- _Task goal_
Rewrite everything from the line containing "point: police suv" down to the end of the data, changing "tail light" to "taillight" and leaving all else as it is.

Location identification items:
====================
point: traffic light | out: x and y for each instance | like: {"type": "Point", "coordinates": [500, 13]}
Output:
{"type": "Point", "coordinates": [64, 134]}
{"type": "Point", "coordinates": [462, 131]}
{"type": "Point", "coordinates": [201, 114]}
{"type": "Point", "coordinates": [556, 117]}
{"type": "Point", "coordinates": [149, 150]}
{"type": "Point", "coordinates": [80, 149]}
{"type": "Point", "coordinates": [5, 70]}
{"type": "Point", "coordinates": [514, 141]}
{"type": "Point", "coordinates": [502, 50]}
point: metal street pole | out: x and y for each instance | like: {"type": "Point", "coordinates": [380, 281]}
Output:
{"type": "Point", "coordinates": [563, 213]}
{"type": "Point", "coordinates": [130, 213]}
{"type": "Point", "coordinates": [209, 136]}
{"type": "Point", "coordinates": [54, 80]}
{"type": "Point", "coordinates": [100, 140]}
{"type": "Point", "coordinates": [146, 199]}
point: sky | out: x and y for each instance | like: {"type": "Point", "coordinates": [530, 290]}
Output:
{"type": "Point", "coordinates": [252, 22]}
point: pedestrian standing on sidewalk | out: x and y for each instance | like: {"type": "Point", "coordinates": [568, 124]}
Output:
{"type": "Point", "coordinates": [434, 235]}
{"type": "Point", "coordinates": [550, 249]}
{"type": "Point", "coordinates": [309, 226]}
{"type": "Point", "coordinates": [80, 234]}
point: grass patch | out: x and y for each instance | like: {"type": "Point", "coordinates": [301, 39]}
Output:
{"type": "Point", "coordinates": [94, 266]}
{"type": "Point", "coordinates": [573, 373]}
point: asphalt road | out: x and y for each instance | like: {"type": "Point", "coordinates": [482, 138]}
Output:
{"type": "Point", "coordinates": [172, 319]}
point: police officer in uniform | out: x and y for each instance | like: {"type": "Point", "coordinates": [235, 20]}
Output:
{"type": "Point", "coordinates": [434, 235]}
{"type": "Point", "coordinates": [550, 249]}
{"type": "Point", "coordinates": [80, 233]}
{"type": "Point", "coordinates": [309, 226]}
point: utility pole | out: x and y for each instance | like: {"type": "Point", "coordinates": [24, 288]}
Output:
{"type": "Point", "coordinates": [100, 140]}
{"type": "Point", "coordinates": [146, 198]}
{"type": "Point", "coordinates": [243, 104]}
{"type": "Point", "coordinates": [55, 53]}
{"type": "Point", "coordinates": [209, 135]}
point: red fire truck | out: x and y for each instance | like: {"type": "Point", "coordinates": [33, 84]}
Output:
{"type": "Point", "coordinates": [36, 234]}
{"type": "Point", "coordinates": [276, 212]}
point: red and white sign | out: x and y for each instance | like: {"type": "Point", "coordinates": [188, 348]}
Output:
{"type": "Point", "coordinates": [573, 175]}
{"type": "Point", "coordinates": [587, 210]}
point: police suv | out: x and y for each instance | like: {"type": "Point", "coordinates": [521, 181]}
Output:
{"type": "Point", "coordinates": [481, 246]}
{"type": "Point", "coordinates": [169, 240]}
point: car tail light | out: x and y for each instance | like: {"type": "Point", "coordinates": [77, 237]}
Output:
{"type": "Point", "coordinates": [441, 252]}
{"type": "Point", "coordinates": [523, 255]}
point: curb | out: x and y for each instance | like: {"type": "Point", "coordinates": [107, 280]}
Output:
====================
- _Full output_
point: police suv | out: x and y for each instance | like: {"type": "Point", "coordinates": [521, 181]}
Output:
{"type": "Point", "coordinates": [481, 246]}
{"type": "Point", "coordinates": [169, 240]}
point: car taillight | out: x and y for each instance | like: {"type": "Point", "coordinates": [77, 237]}
Output:
{"type": "Point", "coordinates": [441, 252]}
{"type": "Point", "coordinates": [523, 255]}
point: curb | out: x and y for each instance | like: {"type": "Point", "coordinates": [107, 280]}
Output:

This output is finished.